• TASK PROMPT:
Reproduce the material below word for word, from the first line to the last, and leave out the pictures.

• MATERIALS PROVIDED:
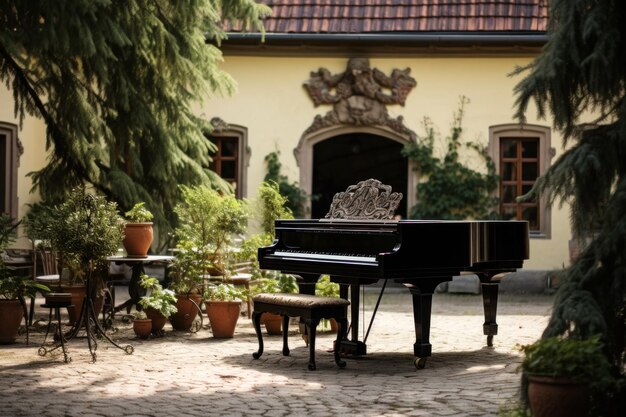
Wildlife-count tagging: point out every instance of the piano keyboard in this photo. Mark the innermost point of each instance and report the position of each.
(326, 256)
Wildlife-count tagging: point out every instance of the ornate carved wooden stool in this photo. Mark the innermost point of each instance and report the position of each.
(311, 309)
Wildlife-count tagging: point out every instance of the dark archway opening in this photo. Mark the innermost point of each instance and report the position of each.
(344, 160)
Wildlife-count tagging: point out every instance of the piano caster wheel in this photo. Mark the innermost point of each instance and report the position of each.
(420, 363)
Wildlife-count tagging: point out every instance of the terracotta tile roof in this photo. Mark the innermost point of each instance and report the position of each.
(405, 16)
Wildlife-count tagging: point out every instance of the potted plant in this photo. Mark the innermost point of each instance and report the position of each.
(223, 306)
(563, 374)
(138, 231)
(185, 274)
(209, 220)
(13, 290)
(159, 305)
(325, 288)
(274, 282)
(85, 229)
(142, 325)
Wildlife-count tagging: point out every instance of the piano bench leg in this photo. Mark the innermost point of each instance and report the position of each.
(422, 350)
(311, 325)
(342, 331)
(285, 335)
(256, 321)
(490, 330)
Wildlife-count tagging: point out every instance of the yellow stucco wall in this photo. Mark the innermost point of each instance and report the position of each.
(276, 109)
(272, 104)
(32, 136)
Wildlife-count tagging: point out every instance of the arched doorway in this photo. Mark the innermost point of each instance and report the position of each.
(346, 159)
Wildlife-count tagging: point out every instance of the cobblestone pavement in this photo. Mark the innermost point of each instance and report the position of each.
(183, 374)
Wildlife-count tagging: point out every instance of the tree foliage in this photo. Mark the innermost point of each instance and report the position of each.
(449, 189)
(580, 71)
(115, 83)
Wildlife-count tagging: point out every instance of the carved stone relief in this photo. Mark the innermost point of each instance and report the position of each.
(369, 199)
(359, 96)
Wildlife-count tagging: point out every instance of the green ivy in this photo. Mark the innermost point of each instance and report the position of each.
(448, 189)
(296, 198)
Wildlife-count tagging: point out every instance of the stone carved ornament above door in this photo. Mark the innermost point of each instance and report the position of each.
(359, 96)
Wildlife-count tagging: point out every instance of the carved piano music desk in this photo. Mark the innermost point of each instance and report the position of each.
(358, 244)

• CORRECT RESULT:
Wildlife-count tagging: point out every instance of the piano keyboard in this photo. Mark the innermost point of each instance and report the position of each.
(326, 256)
Wildlife-count tagging: point out every instance of the ornate carved wooden stool in this photo. Mark the innermost point of each instance and report the position of each.
(311, 309)
Wildlife-count tagging: point out every instance of the dark archway opening in this photo. Mark the innermost point of each instance and report the position of each.
(344, 160)
Wildlife-count tagging: point out every instance of the piano caster wheel in this photo. Mark the innermost point of each instance and report the position of each.
(420, 363)
Wildlife-count tagging: point out every instance of the terracotta tile roof in this photo. Mark the innermost point of each instance and report the position of each.
(405, 16)
Wildlife-count tagging: point out every instance of the potted plant in this photo. Mark the innermost point of each instance and report the position of each.
(223, 306)
(563, 374)
(138, 231)
(185, 274)
(209, 220)
(13, 290)
(159, 305)
(325, 288)
(274, 282)
(85, 229)
(142, 325)
Wildlife-count tagging: point out every instance of the piano bench leg in this photo. Mark the innermost point of each instance and report the position of each.
(422, 350)
(311, 325)
(342, 331)
(285, 335)
(256, 321)
(490, 330)
Wildlife-count tagging: point out every instance of the yellow stucco wall in this photo. Mark the innermost point of each instance and report the position of each.
(276, 109)
(272, 104)
(32, 136)
Wildlife-count tagging: point out every instance of the arched doorway in this photo. Mark the innermost point of each instance and report the position of each.
(346, 159)
Wildlife-count tagging: point out every instance of the cobblestone pavement in this photo. Mark the innermost point of each instance and report the position of each.
(183, 374)
Wildlife-count tagging: point out every instance of the tree foliage in this photo. Mark the innermost point of each instance and report the position of each.
(449, 189)
(580, 71)
(115, 83)
Wildlife-count tagging: point out every instance of the carved stone relief in this photo. Mark the innermost point of each instance and report the position of each.
(369, 199)
(359, 96)
Wildlife-count tagging: point out every instance of the green ivy in this photo. Mark the innermost point of each instance and report the position of each.
(448, 189)
(296, 198)
Wildlife-count tagging: point out every instance of the stone carved ornament above door in this photo. Mark the innermost point of each instance and report the position of each.
(359, 96)
Wildlife-count tagging: point out every instance of the carved piano music desk in this photo. Mark the innermost point of each instance and report the position of each.
(358, 244)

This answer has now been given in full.